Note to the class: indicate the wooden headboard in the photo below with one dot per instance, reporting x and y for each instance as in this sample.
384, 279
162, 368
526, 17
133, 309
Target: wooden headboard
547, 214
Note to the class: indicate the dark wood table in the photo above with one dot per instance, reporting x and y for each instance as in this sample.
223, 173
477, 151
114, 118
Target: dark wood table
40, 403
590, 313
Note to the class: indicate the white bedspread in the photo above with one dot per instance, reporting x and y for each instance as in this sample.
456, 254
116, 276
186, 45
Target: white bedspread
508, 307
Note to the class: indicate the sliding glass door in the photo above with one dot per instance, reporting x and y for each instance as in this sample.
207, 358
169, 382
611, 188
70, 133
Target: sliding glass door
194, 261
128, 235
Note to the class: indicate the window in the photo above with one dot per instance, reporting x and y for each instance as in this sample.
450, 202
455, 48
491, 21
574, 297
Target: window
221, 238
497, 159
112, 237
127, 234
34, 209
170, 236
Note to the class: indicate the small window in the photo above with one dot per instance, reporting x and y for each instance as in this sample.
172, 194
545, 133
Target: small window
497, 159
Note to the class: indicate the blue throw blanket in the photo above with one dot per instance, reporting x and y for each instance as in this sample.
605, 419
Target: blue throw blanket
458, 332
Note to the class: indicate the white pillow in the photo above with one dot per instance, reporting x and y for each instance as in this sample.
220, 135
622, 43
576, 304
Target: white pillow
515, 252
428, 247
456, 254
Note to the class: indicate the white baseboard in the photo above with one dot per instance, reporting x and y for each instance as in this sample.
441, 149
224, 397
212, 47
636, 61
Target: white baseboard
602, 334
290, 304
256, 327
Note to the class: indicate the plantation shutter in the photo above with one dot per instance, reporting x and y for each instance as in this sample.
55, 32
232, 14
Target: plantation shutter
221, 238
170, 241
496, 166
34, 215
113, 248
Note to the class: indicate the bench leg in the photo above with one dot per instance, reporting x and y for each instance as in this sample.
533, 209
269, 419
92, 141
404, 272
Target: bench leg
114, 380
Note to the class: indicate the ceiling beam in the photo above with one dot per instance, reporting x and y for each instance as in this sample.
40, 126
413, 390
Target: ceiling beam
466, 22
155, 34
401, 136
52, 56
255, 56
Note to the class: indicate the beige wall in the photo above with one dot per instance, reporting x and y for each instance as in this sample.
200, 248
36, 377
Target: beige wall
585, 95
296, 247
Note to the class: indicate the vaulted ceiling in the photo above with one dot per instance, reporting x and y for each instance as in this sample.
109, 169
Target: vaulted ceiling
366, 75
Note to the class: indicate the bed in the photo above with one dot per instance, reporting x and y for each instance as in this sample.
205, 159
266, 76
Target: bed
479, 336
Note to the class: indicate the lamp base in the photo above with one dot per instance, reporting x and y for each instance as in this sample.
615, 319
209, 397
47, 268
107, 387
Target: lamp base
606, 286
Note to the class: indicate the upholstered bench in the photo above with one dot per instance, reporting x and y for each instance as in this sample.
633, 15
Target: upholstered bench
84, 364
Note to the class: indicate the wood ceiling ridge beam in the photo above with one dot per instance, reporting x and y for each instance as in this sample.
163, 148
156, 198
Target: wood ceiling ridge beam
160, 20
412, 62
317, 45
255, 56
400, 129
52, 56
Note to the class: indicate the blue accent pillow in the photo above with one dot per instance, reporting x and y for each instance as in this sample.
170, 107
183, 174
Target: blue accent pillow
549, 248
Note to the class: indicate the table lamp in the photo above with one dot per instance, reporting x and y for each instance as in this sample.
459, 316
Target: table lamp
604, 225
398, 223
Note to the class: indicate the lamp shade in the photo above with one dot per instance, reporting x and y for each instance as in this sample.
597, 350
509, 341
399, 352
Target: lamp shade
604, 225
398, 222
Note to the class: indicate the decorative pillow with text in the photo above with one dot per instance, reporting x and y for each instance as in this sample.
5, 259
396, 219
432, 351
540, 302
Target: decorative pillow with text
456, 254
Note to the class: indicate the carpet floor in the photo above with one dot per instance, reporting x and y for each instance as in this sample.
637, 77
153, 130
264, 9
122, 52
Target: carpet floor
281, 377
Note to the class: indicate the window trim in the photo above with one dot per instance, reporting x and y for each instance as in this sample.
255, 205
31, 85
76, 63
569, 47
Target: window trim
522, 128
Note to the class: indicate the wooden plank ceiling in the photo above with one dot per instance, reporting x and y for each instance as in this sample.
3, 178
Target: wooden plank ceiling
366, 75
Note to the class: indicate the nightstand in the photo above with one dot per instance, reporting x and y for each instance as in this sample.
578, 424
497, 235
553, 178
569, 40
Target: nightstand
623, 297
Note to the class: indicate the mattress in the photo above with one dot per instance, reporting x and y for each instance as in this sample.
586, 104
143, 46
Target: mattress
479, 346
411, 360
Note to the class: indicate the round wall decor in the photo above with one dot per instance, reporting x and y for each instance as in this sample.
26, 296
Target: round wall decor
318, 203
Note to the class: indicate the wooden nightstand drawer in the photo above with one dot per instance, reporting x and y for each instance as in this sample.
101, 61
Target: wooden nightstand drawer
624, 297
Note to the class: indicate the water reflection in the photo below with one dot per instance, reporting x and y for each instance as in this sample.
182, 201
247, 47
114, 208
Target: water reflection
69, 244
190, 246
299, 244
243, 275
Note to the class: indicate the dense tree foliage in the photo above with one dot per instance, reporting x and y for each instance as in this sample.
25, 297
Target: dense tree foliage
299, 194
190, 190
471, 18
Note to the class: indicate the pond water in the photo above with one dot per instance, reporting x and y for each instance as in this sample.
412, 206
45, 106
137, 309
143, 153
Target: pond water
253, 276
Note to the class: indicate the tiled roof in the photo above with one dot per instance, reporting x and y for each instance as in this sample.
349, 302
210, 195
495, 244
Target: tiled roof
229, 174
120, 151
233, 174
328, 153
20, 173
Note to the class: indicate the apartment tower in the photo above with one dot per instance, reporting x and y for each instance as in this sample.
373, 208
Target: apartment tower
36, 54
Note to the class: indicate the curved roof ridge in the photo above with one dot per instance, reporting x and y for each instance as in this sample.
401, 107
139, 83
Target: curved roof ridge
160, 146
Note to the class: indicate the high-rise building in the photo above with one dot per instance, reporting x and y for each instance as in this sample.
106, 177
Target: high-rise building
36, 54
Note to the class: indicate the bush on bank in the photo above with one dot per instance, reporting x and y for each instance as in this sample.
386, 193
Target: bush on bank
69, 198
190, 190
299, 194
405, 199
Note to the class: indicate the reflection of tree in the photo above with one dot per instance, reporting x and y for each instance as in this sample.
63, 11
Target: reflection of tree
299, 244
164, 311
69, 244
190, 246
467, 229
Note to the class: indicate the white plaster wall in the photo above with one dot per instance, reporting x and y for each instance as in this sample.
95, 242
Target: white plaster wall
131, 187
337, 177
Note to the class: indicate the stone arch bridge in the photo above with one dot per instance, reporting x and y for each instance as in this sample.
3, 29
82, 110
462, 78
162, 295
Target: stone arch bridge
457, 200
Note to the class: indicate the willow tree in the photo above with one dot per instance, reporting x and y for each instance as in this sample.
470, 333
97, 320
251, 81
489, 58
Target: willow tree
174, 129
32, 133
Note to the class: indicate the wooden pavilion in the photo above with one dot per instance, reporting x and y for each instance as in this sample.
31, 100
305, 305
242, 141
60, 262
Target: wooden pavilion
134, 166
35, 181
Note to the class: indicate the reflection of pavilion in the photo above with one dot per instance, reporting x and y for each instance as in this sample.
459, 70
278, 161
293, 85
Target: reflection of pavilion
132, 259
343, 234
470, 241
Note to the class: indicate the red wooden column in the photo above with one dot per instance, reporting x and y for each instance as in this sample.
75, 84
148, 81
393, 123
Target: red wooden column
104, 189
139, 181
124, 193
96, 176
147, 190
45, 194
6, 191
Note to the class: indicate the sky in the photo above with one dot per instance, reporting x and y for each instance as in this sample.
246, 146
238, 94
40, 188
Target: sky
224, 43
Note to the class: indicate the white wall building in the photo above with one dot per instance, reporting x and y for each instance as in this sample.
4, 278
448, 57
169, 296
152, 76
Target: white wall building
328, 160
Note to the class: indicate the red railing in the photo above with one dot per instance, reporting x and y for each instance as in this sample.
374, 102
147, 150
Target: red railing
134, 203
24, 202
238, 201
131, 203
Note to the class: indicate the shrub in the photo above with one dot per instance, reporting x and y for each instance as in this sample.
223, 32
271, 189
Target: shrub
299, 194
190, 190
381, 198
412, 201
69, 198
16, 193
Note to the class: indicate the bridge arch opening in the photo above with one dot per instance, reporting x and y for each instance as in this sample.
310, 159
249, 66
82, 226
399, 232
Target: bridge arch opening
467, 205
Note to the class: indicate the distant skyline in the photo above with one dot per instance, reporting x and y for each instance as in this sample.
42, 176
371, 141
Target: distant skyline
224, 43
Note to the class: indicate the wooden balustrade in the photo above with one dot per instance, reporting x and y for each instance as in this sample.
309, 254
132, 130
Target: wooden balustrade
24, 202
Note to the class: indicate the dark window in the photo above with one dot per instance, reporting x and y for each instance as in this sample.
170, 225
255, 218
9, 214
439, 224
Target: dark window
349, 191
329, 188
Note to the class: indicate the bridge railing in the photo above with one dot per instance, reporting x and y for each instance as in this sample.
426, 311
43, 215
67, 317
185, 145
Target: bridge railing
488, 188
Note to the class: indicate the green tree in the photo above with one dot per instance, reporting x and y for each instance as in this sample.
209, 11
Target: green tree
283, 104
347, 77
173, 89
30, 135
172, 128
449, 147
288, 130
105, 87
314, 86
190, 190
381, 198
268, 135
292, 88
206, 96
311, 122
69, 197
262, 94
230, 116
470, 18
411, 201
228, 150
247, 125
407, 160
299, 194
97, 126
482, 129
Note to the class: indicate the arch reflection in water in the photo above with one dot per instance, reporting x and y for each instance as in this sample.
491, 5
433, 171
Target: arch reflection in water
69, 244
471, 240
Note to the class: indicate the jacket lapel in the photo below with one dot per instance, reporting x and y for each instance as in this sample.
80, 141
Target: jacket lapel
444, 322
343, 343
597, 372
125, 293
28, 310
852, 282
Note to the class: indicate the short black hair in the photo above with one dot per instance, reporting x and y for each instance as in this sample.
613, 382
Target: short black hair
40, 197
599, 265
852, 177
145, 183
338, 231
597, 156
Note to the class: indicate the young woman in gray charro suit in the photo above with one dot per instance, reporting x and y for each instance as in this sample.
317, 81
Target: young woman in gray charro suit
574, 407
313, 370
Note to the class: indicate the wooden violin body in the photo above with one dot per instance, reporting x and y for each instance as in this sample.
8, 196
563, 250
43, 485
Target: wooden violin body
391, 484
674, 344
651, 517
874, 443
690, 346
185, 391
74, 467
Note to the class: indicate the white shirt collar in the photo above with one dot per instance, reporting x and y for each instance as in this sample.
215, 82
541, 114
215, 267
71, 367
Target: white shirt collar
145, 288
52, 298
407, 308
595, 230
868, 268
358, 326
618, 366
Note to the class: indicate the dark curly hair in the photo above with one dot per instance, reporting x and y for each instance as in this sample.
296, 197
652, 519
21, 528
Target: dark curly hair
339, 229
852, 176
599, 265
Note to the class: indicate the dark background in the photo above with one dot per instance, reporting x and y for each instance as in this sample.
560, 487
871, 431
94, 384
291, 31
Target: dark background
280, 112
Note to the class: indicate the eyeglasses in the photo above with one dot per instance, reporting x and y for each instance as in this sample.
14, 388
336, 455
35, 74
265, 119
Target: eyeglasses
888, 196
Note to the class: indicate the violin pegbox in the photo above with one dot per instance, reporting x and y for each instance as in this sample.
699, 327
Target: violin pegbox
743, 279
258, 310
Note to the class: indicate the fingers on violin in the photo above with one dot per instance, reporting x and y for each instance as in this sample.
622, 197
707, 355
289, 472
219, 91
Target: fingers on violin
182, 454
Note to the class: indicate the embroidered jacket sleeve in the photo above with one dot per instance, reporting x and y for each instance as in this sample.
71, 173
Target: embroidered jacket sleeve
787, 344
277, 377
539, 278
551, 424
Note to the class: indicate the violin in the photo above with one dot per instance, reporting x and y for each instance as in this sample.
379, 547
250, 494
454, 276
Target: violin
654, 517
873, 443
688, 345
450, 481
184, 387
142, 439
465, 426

= = =

GIVEN PROBLEM: Starting at the line that contains "Note to the class: indicate the dark curly", retype each line through the end of the listing above and nothing else.

WRITTEN ANSWER:
Note to the class: indicate the dark curly hair in the photo above with one dot per instance, reporting x and y for each instance as in this sample.
296, 197
652, 519
21, 528
Target: dark curly hair
339, 229
852, 176
599, 265
Note to the class: indicate the dark background in the photo above with one dot per instance, reporting x and y for each instance as in this sample.
560, 487
871, 431
94, 384
291, 31
Target: dark background
280, 112
Note to the class: indicate the eyeglasses in the photo above with one dot per instance, reporting x and y for each instance as in this sample.
14, 388
336, 455
35, 74
265, 119
Target: eyeglasses
888, 196
Note to the class: indicate the violin pegbox in the photo above with one dot per instance, reporting x and y for each instance as in this sample.
699, 327
Target: violin pegbox
743, 279
258, 310
Note to the class: indicate the fingers on violin in the photo above with one dot per instance, reporting x and y for each instance as in this sample.
622, 197
707, 355
289, 472
219, 91
Target: fingers on violin
182, 454
Note to the class: indicate the embroidered jacket sleeve in the photo above with one dot per instance, reporting x and y for each instance as in this sample.
71, 173
Target: embroidered jacket sleeve
787, 344
277, 377
539, 278
551, 424
Note to the class: indicate the violin in the photo above with one dot per instance, reporting x and y for each instance as in this sample.
379, 547
250, 494
454, 276
Target: violin
654, 517
873, 443
688, 345
450, 481
184, 387
142, 439
465, 426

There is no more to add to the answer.